__TEXT SECTION__
Segment Open

Mark Bennett wrote a great summary of the discussion on justice and criminal defense that has been going around the legal blogs lately. Personally, my favorite post this time around was Gamso’s, but they’re all worth checking out. It’s a timely discussion for me, because a dear friend of mine asked me again recently how I can bring myself to defend guilty clients. (It’s always a timely discussion, really. I hear this question a lot.)
“All my clients are innocent!” I told her, laughing, but gosh darn it, she wanted a serious answer. She’s asked about this before, and I’ve gone through a whole laundry list of answers for her every time. None of them are really how I justify it to myself, but maybe I’ll chance upon one eventually that helps her understand.
I can explain that I’m not a retributivist, and I don’t really see how putting even guilty people in prison does any good for anyone. I can argue that only by defending guilty clients can we obtain judicial decisions that protect everyone’s civil rights. Or add that we’re all guilty of something, given how far-reaching criminal law has become. I can point out that I can never know who is truly guilty or truly innocent, and I’d rather fight for a guilty person to go free than for an innocent person to be imprisoned. I can even suggest that we have faith in the system, but not with a straight face.

Segment Closed

Data drawn from a collection:
Segment Open

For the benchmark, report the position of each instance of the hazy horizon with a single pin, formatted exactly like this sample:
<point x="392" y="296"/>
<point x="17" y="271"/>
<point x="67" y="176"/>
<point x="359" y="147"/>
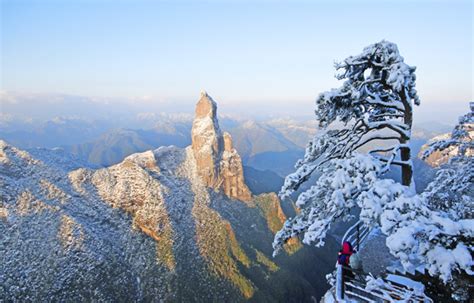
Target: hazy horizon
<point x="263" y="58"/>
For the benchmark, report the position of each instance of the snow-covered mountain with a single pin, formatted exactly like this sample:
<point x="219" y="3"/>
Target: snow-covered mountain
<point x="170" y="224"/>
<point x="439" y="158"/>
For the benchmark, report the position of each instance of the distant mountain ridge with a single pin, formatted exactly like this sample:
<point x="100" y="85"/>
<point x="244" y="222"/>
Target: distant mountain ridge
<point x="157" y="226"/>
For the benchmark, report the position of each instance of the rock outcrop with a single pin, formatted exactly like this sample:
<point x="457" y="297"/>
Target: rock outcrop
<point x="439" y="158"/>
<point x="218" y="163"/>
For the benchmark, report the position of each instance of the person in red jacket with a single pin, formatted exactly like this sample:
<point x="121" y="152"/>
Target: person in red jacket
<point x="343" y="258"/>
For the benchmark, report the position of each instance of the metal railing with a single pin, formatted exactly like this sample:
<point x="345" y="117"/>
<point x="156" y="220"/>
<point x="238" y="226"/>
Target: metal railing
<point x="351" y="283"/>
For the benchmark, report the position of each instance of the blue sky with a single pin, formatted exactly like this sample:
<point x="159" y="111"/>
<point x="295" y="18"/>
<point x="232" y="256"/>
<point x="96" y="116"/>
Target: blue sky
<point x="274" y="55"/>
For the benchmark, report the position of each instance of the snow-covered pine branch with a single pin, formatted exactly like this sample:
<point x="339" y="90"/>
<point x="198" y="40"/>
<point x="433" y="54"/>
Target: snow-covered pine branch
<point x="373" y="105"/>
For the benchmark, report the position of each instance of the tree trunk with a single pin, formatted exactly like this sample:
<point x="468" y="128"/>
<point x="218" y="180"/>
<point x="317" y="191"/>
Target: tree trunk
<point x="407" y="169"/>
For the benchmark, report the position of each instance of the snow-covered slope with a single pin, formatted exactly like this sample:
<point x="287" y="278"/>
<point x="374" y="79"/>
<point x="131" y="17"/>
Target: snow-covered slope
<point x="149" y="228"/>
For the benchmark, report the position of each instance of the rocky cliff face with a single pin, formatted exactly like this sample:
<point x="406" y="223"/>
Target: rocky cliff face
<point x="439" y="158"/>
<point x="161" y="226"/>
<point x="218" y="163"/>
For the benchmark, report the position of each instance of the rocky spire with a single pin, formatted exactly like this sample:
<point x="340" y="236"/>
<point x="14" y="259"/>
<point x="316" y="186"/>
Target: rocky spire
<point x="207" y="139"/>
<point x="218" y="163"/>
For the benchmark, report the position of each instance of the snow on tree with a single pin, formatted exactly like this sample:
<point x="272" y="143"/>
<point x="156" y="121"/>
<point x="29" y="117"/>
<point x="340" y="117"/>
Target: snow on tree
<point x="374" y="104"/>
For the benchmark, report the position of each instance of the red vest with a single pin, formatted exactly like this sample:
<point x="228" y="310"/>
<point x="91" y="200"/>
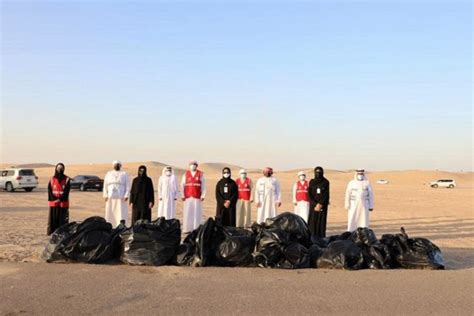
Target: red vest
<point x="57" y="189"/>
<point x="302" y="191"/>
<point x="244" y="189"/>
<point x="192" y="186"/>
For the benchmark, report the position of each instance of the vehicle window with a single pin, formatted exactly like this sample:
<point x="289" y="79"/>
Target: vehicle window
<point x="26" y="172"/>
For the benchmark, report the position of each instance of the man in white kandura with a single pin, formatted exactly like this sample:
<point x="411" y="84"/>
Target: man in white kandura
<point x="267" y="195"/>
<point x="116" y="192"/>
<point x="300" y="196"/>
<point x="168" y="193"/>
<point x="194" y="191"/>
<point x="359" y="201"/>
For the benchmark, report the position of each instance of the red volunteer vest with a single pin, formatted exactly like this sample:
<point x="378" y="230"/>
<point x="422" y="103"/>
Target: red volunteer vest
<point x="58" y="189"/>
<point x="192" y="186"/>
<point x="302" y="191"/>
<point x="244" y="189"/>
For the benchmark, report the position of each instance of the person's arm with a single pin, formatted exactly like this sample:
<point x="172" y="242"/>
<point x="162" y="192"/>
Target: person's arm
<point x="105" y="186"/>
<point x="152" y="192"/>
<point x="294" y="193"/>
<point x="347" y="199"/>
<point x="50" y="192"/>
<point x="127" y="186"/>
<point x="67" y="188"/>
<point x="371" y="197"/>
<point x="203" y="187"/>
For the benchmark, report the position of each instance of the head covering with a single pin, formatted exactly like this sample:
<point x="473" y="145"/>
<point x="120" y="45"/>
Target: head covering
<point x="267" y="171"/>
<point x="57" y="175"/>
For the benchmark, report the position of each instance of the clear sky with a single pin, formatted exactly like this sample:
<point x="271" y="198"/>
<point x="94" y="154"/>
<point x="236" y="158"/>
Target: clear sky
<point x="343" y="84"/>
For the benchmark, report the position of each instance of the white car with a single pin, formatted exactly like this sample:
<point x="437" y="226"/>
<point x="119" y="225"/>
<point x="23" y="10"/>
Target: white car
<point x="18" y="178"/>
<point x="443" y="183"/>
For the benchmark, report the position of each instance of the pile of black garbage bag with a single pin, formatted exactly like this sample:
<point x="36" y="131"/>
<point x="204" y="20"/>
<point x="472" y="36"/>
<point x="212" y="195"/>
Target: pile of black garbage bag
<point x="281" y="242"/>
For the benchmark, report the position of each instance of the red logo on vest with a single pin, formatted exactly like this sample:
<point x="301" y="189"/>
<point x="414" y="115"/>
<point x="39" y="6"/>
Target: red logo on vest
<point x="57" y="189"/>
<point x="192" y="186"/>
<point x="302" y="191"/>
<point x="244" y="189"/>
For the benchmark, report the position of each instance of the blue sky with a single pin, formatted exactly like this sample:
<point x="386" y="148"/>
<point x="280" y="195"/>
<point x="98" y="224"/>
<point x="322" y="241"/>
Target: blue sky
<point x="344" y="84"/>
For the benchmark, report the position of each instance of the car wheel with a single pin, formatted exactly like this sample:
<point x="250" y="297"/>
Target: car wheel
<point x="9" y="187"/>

Segment Closed

__WORK REQUEST__
Repeat the part of the post on defending guilty clients that opens with the words containing "Mark Bennett wrote" and closes with "helps her understand.", switching "laundry list" to "long list".

__FINAL ANSWER__
Mark Bennett wrote a great summary of the discussion on justice and criminal defense that has been going around the legal blogs lately. Personally, my favorite post this time around was Gamso’s, but they’re all worth checking out. It’s a timely discussion for me, because a dear friend of mine asked me again recently how I can bring myself to defend guilty clients. (It’s always a timely discussion, really. I hear this question a lot.)
“All my clients are innocent!” I told her, laughing, but gosh darn it, she wanted a serious answer. She’s asked about this before, and I’ve gone through a whole long list of answers for her every time. None of them are really how I justify it to myself, but maybe I’ll chance upon one eventually that helps her understand.